EXTRACT PROVIDED ::
★ ★ ★

Just 10 years ago, real estate investing was all the rage. Banks and savings and loans poured billions into office buildings, hotels, shopping centers and other potentially lucrative projects. Individual investors got in on the action too, seeking quick, fat gains from real estate stocks. Then, in 1989, the roof fell in: Slumping home values, high interest rates and a glut of empty properties all served to crumble profits.

But now, with a new Democratic President in office, Americans are once again optimistic. Could an economic recovery help trigger another prosperous real estate cycle? Many experts say yes.

"If President Clinton's program continues to reduce intermediate-to long-term interest rates, the real estate market will be very favorable for investors," says Kenneth Campbell, a real estate analyst with Audit Investments Inc., a Montvale, N.J.-based research firm. According to the National Association of Realtors in Washington, D.C., the average mortgage rate for a conventional 30-year loan is at a 20-year low. And if inflation holds, says Campbell, mortgage rates should stay below 10%.

Moreover, some banks have been able to sell off huge chunks of their poor real estate holdings. And the sweeping rent declines of three years ago are relatively flat now. Given these factors, says Campbell, "investors can make money in real estate today."

For individual investors, one of the easiest and safest ways to profit from real estate is through real estate investment trusts (REITs). A REIT lets you own real estate without actually buying any property. How? Much like mutual funds, REITs pool the resources of many investors, allowing them to diversify quickly and cheaply.

★ ★ ★

TASK :: Continue the piece on real estate investing and REITs, picking up after its final sentence.

★ ★ ★

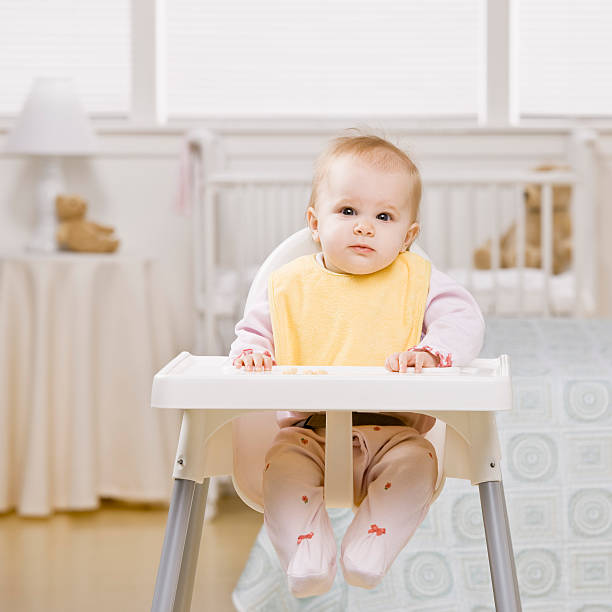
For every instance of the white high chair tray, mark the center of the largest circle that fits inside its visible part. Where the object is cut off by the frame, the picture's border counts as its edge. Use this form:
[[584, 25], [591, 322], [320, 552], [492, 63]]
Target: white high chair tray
[[213, 383]]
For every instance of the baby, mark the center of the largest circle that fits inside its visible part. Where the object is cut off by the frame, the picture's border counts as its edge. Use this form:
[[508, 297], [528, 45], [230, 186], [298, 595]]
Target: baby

★ ★ ★

WRITTEN ANSWER ::
By definition, REITs invest in a variety of companies--though each holding is comprised solely of either real estate properties (equity REITs) or mortgages (mortgage REITs). Thus, the failure of one property won't bankrupt a person's entire investment.

Even better, REIT investors don't have to wring their hands over which properties to buy and which to dump, as REITs are managed by professionals whose sole job is to keep abreast of the market.

Still, many folks are leery about dabbling in real estate stocks. Can you blame them? Thousands of REIT investors got trounced in the '70s due to an overbuilt, underleveraged market. And during the peak of the recession, REITs were often shunned altogether.

Today, with handsome dividend yields averaging 8%, REITs are a compelling alternative to CDs, currently yielding a mere 4%. In fact, REIT stock prices have soared since 1990, topping the Standard & Poor's 500 Stock Index. (Total returns for REITs in 1992 were 12.18% compared with 7.67% for the S&P.) REITs are so ripe that their assets could grow tenfold over the next 10 years to $485 billion, says Robert Frank, managing director of the Baltimore brokerage firm Alex, Brown & Sons Inc.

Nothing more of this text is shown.